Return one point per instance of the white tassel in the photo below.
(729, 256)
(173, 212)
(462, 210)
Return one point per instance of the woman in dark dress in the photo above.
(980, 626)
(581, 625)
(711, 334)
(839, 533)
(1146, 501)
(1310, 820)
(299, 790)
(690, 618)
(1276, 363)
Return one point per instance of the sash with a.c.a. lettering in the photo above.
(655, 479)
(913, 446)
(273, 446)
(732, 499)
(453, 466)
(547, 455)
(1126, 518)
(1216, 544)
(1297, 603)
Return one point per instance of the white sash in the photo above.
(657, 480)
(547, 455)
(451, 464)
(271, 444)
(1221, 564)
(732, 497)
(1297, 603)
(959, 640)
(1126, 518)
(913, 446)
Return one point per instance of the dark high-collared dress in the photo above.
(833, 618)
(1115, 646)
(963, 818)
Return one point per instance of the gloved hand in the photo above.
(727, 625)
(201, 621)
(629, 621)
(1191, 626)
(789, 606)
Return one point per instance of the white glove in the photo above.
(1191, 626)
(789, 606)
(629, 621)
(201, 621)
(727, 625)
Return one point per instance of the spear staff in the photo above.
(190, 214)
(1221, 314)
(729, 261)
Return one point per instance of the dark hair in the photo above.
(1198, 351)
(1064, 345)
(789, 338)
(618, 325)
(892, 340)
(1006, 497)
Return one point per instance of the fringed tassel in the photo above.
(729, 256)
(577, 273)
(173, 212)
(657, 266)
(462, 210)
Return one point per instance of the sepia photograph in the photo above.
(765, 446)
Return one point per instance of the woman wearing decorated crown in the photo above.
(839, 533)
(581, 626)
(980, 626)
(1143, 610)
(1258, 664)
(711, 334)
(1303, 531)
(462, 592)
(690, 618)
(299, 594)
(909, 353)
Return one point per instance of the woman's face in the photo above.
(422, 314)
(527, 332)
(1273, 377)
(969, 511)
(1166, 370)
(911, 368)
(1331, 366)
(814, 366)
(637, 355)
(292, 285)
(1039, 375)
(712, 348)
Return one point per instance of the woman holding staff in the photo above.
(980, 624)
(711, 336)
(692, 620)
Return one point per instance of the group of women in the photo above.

+===+

__WHAT THIS TASK INVOLVES__
Extract all of the data shown above and repeat it verbatim.

__EXERCISE SOLUTION__
Return one point per instance of the white tassel in the photo below.
(729, 256)
(173, 212)
(462, 210)
Return one point per instance of the woman in dark dress in the photo above.
(980, 626)
(581, 625)
(711, 334)
(839, 533)
(1146, 501)
(1310, 820)
(299, 790)
(690, 618)
(1276, 363)
Return one point per instance of the sash with a.c.a. lettering in the photo above.
(655, 479)
(913, 446)
(273, 446)
(732, 499)
(453, 466)
(547, 455)
(1126, 518)
(1216, 544)
(1297, 603)
Return one point per instance of the white sash in the photo above.
(657, 480)
(547, 455)
(451, 464)
(271, 444)
(1221, 564)
(732, 497)
(1297, 603)
(959, 640)
(1126, 518)
(913, 446)
Return one point per instance of the dark high-collared dress in the photo above.
(833, 618)
(1115, 646)
(963, 818)
Return one point per instance of the gloved hand in the photo above.
(727, 625)
(201, 621)
(629, 621)
(1191, 626)
(789, 606)
Return one point per instance of the white glove in the photo above.
(1191, 626)
(789, 606)
(629, 621)
(201, 621)
(727, 625)
Return one point per instance of the spear staff in the photo above.
(190, 214)
(1221, 314)
(729, 261)
Return one point per instance of the dark hair in the photo above.
(1198, 351)
(1064, 345)
(789, 338)
(618, 325)
(892, 340)
(1006, 497)
Return one point per instance of the fringed tassel in the photo above.
(729, 256)
(577, 273)
(173, 212)
(657, 266)
(462, 210)
Return one point per instance of the sepia photograph in the photo above.
(765, 446)
Return one point per instance of the woman wearing decorated crown in the photo above.
(839, 533)
(581, 626)
(980, 626)
(1143, 610)
(1258, 664)
(711, 334)
(1303, 531)
(462, 592)
(690, 618)
(299, 594)
(909, 353)
Return one point per instance of the woman's face in the photo above.
(422, 314)
(527, 332)
(1273, 377)
(969, 511)
(1166, 370)
(911, 368)
(1331, 366)
(814, 366)
(637, 355)
(292, 285)
(1039, 375)
(712, 348)
Return one point per instance of the woman holding staff in the photo above.
(980, 624)
(711, 336)
(692, 620)
Return one point per instance of the group of women in the photo above.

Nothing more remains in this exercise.